FelixKrueger / Bismark

A tool to map bisulfite converted sequence reads and determine cytosine methylation states
http://felixkrueger.github.io/Bismark/
GNU General Public License v3.0
392 stars 102 forks source link

Bismark Deduplication Step #234

Closed sunshine-lp0 closed 5 years ago

sunshine-lp0 commented 5 years ago

Hi,

Why deduplication is not recommended for RRBS, amplicon or other target enrichment-type libraries ? Thank you.

Sincerely, Anita

FelixKrueger commented 5 years ago

The reason for this is rather pragmatic: whenever you expect a very high coverage of a region, and you do not include unique molecular identifiers (UMIs) in your reads, you cannot tell whether a read was a genuine read from a different cell, or if it was a PCR duplicate.

De-duplication which is based on mapping position (and orientation) alone will only allow 1 alignment to a given position. In cases where you can only ever sequence a small number of different fragments (for RRBS this is ~600,000), you would start discarding reads as soon as each fragment was covered once. In other words: the deeper you sequence, the more data would get discarded.

The following schematic tries to illustrate this:

donotdeduplicate

sunshine-lp0 commented 5 years ago

Thank you very much!

Hendricks27 commented 9 months ago

Hi,

Thank you for asking the question, and very nice illustration. Here is probably a dumb question. What if we have 2 fragments (read-pairs) with different methylation patterns, but they align to the exact same position, in this diagram, they are considered duplicates. But should they? Thanks!

FelixKrueger commented 9 months ago

That is a good question indeed. I suppose the answer to that would be: if you have two fragments that align to the very same position but have a distinct methylation pattern, then it depends on whether this difference comes from a sequencing error (= duplicate) or not (non-duplicate). In the latter case, you probably would want to keep both fragments. It is however largely impossible to discriminate between these 2 cases, unless you use UMIs to differentiate duplicates.

Our guideline for shotgun sequencing for e.g. the human genome is:

Hendricks27 commented 9 months ago

Yes, yes. It makes perfect sense to me. I just want to make sure I understand the problem. Thank you so much for your explanation!

> **TASK INSTRUCTIONS**
For each statement, say whether the Bismark deduplication thread agrees with it, answering yes or no and quoting the deciding words of the thread: (a) RRBS can only ever sequence roughly 600,000 different fragments; (b) deduplication based on mapping position alone allows several alignments to one position; (c) without UMIs, two fragments at the same position with different methylation patterns can easily be told apart as duplicates or non-duplicates. Rely only on the text above.

> **ENTRIES SHOWN**
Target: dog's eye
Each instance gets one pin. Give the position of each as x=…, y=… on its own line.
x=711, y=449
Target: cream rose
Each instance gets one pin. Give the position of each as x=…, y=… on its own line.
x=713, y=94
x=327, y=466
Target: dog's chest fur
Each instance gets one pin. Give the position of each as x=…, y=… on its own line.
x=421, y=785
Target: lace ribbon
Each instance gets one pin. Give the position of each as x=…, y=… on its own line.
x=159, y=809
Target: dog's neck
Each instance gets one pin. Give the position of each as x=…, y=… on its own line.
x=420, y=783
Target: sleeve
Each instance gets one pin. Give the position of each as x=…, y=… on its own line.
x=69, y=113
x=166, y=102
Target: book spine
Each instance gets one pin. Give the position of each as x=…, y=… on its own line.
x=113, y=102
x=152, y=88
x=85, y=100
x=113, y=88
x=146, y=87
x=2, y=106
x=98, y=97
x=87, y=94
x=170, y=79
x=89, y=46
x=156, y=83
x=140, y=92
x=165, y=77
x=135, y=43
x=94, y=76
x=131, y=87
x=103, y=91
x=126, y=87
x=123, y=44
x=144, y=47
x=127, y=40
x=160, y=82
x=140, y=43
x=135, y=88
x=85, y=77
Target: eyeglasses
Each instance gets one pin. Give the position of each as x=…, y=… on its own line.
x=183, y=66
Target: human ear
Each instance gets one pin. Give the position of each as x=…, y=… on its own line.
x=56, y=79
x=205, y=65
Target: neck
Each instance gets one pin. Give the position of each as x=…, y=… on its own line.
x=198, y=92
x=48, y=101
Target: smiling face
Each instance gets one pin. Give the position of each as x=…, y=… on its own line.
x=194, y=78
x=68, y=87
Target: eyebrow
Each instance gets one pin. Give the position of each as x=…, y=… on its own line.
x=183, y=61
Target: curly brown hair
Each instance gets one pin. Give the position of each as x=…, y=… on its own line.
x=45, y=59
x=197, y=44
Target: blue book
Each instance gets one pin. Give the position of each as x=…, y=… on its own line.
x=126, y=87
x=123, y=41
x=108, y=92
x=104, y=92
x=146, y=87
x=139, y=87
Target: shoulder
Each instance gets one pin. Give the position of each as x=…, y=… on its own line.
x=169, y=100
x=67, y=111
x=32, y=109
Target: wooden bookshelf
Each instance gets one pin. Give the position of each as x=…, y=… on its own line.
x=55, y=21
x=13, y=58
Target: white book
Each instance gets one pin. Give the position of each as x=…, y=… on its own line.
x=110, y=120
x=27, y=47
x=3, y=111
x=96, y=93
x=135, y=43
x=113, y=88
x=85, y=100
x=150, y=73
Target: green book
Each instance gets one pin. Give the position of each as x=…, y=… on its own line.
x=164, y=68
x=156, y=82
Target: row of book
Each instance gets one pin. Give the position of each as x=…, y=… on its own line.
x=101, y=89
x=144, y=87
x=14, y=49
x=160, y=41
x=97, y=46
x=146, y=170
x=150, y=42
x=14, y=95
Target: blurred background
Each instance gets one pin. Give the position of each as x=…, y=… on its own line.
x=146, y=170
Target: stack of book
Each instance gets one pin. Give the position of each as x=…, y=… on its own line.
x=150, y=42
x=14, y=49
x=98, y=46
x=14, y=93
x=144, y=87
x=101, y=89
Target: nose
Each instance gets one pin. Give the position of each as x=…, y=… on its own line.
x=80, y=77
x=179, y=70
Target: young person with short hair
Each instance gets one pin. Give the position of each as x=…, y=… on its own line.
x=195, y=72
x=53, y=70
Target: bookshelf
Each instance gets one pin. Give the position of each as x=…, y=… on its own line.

> **WRITTEN REPLY**
(a) Yes: "for RRBS this is ~600,000"
(b) No: "will only allow 1 alignment to a given position"
(c) No: "It is however largely impossible to discriminate between these 2 cases, unless you use UMIs to differentiate duplicates."